Teks Bacaan
....................

Konseling merupakan salah satu cara yang efektif untuk mendapatkan pernikahan Kristen yang harmonis. Kegiatan konseling pernikahan ini merupakan salah satu kegiatan dari bidang pelayanan pastoral dalam gereja, dengan harapan dapat mengurangi frustrasi dan memungkinkan terjadinya keharmonisan dalam pernikahan Kristen.

Konseling Pernikahan

Dalam kamus bahasa Inggris, konseling (counseling) dikaitkan dengan kata counsel yang diartikan sebagai berikut: nasihat (to obtain counsel), anjuran (to give counsel), pembicaraan (to take counsel) dengan demikian counseling akan diartikan sebagai pemberian nasihat, pemberian anjuran dan pembicaraan dengan bertukar pikiran. Maka dengan demikian, konseling pernikahan kegiatan yang dilakukan oleh sepasang nikah bersama dengan pemberi konseling (konselor).

....................

Yang Akan Dikerjakan
[1] Menurut teks tentang konseling pernikahan, kegiatan konseling pernikahan termasuk bidang pelayanan apa dalam gereja?
[2] Lanjutkan teks tentang konseling pernikahan mulai setelah kalimat terakhirnya.
Catatan ini tidak diperlukan untuk mengerjakan latihan.

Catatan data
....................

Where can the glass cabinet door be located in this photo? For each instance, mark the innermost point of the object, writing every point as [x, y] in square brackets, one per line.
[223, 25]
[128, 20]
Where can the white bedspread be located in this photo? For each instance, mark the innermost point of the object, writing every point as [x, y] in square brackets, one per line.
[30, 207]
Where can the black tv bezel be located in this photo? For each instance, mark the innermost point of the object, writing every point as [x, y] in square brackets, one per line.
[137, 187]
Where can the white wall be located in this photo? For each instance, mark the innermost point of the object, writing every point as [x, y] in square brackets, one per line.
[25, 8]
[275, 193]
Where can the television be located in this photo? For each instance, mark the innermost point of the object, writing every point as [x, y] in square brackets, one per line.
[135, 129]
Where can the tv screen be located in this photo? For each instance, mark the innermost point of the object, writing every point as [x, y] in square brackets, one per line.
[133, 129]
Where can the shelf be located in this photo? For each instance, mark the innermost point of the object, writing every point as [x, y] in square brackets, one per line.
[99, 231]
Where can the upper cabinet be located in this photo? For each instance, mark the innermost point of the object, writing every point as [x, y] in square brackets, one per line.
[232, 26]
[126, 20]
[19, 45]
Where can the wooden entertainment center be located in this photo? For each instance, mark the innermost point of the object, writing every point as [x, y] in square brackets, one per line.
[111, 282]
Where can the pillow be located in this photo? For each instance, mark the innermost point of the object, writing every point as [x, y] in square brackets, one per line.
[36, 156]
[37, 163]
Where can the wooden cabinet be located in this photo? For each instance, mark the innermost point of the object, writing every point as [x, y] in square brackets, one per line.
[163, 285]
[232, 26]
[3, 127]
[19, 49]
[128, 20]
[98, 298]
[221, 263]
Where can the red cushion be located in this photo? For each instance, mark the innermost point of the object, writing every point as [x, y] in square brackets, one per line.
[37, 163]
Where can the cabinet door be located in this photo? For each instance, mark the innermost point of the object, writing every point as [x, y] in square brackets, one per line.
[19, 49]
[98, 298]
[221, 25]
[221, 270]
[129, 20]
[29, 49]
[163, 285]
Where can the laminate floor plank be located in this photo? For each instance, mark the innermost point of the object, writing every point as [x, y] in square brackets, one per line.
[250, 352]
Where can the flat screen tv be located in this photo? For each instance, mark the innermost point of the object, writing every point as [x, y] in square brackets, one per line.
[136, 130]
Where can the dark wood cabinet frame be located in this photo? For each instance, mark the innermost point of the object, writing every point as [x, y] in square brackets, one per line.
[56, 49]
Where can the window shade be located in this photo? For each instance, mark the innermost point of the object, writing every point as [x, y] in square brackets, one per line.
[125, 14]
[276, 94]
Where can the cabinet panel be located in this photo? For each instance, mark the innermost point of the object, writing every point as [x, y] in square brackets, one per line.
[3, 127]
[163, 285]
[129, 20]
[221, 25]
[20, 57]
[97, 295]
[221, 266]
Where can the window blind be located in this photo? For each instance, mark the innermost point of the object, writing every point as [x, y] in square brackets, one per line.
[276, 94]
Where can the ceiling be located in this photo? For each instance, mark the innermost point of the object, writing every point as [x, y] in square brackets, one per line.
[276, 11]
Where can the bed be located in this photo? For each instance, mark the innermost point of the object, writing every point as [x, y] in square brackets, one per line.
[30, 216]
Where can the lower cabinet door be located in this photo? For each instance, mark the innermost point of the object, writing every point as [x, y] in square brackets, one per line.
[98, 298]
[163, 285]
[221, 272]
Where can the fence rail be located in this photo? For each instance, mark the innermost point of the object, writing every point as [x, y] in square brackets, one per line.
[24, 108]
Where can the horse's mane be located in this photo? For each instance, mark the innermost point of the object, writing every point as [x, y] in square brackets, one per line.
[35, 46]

....................

Hasil Latihan
[1] Bidang pelayanan pastoral.

[2]
Desefentison membagi konseling pernikahan dibagi menjadi dua, yaitu konseling pra-nikah dan konseling pasca-nikah dengan tujuannya masing-masing. Tujuan konseling pra-nikah adalah sebagai berikut:

Pertama, memberikan pemahaman yang benar tentang konsep dasar pernikahan Kristen; 

Kedua, memperlengkapi calon pasangan suami-istri dalam memulai membangung rumah tanggah mereka dengan cara yang benar, melalui penguasaai keterampilan dasar yang diperlukan untuk hidup bersama dalam pernikahan; 

Ketiga, menolong calon suami-istri untuk semakin mengenal dirinya dan pasangannya dari sudut pandang yang lengkap (diri sendiri, pasangan dan pembimbing) sehingga dapat melakukan perubahan serta penyesuaian diri yang benar sebelum menikah; 

Keempat, membangun hubungan antara pembimbing pernikahan dengan calon suami-istri, agar terdapat rasa aman untuk membuka diri melalui kuesioner maupun secara lisan sepanjang proses konseling pra-nikah maupun konseling pasca-nikah, serta membangun kepercayaan untuk jangka panjang.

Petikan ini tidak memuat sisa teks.